SET TASK 1:
Pull out every line of the entries below that contains the string "streetcar", matching case exactly.
──────────
The form of the novel is like a river with tributaries running into it. So the main current is the search amongst closely guarded skeletons for evidence of the government's long rumoured black operations by Anil and Sarath. 

Yet some of the most beautiful writing can be found in several of the more enriching tributaries that initially appear as diversions from the central plot. 

These are the scenes that introduce us to Palipana, a dying monk-scientist who has become enlightened through his final retreat from society and the melancholy world of an arrack-swigging, gifted artist of Buddha eye painting named Ananda. Like in much of Ondaatje's poetry and novels, the theme of sight and spiritual blindness runs strongly through the symbolically inter-linked chapters - "the eyes unformed, unable to see".

If there are low points in the novel they exist in the sections that deal, in an arguably contrived and incidental manner with Anil's past life in the West. Her failed early marriage to a fellow Sinhalese student in London and the inevitable collapse of a love affair with a married American initially seem to simply distract our attention from the mysteries of Sri Lanka. "So what?" we might ask. However, the relevance of these digressions can be justified. 

The prime context for the Ondaatje hero/heroine is explained in a quotation towards the book's end: "The important thing is to live in a place, a situation where you must use your sixth sense the whole time." Whether it be World War II or political terrorism and corruption in Sri Lanka today, catastrophe necessitates the tragic hero. With a serenity and grace of expression, Anil's Ghost denotes a space in a cruel yet magical world that lies beyond even tragedy. Perhaps this time, it is the imminence of the book's context, right here, right now, in the country from which he came, that once again inspires Ondaatje to overwhelm us.
──────────
SET TASK 2:
Extract the passage of the review above from "The form of" to "Anil and Sarath.".

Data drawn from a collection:
──────────
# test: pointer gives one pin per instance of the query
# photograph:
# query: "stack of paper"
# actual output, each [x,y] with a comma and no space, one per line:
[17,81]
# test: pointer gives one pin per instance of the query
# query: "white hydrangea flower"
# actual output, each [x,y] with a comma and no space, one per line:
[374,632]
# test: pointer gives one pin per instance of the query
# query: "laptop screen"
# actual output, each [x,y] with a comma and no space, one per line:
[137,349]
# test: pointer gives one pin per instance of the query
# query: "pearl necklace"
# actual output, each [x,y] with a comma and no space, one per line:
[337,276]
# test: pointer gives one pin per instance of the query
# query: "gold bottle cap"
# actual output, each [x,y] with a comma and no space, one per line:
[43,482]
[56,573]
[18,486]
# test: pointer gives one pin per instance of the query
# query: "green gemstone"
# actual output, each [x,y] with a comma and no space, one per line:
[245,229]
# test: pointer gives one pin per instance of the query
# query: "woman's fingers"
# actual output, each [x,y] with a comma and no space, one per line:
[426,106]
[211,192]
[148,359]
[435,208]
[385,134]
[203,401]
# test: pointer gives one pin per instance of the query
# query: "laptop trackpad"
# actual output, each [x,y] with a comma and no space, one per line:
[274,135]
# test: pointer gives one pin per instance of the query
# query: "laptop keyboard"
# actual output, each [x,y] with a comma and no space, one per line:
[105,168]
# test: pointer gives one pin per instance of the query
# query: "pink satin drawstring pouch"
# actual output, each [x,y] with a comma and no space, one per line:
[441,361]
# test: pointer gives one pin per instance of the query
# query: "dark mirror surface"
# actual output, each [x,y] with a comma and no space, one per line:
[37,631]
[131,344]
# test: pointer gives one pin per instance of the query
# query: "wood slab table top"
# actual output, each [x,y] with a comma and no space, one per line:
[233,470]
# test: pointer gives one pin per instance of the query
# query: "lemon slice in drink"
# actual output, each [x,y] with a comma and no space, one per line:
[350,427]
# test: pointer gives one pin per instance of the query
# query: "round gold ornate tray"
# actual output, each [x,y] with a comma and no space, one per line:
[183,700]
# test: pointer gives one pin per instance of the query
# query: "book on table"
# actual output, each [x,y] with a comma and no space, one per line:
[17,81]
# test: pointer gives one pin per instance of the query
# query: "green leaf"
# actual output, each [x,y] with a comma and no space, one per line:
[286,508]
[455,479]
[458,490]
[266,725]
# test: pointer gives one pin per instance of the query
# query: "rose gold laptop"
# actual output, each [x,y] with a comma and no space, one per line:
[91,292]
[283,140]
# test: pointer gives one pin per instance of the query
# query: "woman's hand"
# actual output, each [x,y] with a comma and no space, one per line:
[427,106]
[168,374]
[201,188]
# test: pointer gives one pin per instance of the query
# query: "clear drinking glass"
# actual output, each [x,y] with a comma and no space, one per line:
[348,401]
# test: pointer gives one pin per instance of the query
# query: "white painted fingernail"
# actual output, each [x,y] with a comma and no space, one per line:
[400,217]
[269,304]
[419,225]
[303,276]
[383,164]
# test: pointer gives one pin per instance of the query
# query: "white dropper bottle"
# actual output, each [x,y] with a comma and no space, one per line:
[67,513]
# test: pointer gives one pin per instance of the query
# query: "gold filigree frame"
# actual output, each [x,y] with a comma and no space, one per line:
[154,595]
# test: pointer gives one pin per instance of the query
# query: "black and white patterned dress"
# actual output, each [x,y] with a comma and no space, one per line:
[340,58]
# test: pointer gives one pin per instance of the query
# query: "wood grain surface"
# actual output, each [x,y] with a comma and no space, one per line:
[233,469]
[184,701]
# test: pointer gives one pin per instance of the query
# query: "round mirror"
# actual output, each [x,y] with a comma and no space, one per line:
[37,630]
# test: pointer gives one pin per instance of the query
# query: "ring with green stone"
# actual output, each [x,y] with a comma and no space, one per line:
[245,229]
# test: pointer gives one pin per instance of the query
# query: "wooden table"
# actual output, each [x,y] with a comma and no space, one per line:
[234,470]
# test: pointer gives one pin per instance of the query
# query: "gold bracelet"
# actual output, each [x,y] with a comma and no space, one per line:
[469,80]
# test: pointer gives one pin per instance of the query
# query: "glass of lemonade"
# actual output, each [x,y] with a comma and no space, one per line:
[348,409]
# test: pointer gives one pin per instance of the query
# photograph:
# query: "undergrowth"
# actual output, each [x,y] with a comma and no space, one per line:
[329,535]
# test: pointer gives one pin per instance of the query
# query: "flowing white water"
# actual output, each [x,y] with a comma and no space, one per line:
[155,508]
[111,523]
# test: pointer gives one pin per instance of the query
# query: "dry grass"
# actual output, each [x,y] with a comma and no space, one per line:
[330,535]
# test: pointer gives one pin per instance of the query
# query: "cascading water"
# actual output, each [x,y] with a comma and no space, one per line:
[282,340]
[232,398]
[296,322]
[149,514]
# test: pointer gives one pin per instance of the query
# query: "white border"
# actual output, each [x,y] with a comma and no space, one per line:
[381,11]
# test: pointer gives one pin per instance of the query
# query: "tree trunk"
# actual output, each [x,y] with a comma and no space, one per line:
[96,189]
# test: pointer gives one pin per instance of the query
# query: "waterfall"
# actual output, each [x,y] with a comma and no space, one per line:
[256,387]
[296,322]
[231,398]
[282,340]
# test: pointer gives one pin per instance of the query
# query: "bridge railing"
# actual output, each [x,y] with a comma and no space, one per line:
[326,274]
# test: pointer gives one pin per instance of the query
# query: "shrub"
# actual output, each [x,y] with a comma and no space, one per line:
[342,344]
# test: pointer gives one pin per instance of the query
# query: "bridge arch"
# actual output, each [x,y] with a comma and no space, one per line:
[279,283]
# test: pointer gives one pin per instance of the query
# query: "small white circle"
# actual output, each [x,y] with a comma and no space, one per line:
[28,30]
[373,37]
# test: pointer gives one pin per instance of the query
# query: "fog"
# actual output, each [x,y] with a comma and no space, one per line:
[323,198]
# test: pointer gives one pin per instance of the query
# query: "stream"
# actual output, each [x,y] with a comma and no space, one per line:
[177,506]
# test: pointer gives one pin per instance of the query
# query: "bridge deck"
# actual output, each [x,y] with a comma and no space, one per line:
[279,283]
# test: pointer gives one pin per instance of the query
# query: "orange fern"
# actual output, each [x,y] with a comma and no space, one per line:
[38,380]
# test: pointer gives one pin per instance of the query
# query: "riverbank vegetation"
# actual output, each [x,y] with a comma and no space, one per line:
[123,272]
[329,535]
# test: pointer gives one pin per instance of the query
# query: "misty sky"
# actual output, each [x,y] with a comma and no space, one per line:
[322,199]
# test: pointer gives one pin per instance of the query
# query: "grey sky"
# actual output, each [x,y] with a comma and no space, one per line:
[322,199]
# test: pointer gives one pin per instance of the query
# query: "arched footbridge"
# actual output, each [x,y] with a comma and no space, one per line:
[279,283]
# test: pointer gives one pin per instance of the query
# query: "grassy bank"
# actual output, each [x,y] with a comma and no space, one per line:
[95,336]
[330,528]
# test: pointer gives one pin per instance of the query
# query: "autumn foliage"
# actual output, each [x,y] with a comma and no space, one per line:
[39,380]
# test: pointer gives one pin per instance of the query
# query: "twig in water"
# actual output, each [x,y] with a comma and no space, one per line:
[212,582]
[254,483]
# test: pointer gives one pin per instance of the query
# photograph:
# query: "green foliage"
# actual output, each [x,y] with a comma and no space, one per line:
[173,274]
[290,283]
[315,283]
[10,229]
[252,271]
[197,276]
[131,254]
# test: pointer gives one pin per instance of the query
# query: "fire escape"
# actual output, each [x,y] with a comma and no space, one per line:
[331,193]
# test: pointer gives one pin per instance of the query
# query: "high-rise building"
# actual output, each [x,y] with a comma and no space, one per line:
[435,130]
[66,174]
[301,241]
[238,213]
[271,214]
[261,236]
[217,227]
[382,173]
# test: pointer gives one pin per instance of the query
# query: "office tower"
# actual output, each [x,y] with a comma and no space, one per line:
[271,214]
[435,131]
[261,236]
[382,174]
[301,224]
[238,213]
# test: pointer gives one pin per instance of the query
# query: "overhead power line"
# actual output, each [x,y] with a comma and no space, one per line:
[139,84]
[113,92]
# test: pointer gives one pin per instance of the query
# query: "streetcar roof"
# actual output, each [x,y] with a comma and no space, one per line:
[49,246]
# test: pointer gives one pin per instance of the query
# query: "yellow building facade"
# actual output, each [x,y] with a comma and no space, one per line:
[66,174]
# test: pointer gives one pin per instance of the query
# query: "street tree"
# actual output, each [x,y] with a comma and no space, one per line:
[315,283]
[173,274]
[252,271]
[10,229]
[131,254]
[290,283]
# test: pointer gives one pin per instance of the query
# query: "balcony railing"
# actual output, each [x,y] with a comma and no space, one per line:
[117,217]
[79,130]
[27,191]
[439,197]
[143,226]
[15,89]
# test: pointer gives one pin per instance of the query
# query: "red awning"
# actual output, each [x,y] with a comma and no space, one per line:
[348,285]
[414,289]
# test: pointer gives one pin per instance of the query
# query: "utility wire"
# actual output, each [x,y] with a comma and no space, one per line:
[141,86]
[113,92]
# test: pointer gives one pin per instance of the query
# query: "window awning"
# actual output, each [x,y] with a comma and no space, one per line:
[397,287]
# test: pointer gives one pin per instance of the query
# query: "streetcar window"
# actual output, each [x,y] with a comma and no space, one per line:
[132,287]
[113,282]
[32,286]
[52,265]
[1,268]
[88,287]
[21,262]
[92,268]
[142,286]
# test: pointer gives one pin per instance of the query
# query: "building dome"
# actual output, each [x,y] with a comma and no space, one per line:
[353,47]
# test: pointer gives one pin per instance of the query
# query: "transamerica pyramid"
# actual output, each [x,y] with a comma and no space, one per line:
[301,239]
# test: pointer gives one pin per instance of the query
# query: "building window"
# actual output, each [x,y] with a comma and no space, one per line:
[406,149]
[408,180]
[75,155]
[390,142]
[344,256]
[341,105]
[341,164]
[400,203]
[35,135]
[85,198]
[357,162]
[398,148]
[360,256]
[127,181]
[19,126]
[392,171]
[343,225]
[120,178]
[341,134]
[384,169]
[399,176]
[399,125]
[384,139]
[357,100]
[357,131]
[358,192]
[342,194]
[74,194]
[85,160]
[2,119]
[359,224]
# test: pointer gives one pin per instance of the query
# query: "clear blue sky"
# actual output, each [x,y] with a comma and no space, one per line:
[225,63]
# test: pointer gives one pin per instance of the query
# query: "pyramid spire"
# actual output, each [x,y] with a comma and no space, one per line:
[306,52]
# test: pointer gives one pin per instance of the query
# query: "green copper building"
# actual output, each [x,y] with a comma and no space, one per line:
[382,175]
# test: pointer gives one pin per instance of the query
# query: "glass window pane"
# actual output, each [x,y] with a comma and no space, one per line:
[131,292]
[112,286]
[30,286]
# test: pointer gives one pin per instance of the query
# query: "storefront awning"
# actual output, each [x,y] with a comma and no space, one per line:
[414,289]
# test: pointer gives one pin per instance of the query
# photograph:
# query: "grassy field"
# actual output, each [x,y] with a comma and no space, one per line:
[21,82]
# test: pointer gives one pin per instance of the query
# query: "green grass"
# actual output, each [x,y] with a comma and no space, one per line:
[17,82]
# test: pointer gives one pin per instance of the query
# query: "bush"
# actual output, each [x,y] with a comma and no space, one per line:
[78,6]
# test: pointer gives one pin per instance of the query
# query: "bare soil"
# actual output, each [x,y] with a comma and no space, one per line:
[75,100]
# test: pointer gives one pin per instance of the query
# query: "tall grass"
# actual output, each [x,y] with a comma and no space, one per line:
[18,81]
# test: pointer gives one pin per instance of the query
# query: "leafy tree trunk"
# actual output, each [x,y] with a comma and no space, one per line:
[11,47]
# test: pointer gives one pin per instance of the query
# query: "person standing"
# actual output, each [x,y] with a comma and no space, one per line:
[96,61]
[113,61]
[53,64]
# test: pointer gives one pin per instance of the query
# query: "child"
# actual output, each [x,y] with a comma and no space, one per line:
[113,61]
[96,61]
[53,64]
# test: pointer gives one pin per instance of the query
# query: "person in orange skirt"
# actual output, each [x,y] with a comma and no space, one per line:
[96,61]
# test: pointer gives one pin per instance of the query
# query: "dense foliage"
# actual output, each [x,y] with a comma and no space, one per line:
──────────
FINAL RESULT 1:
# query: "streetcar roof"
# query: "streetcar window"

FINAL RESULT 2:
The form of the novel is like a river with tributaries running into it. So the main current is the search amongst closely guarded skeletons for evidence of the government's long rumoured black operations by Anil and Sarath.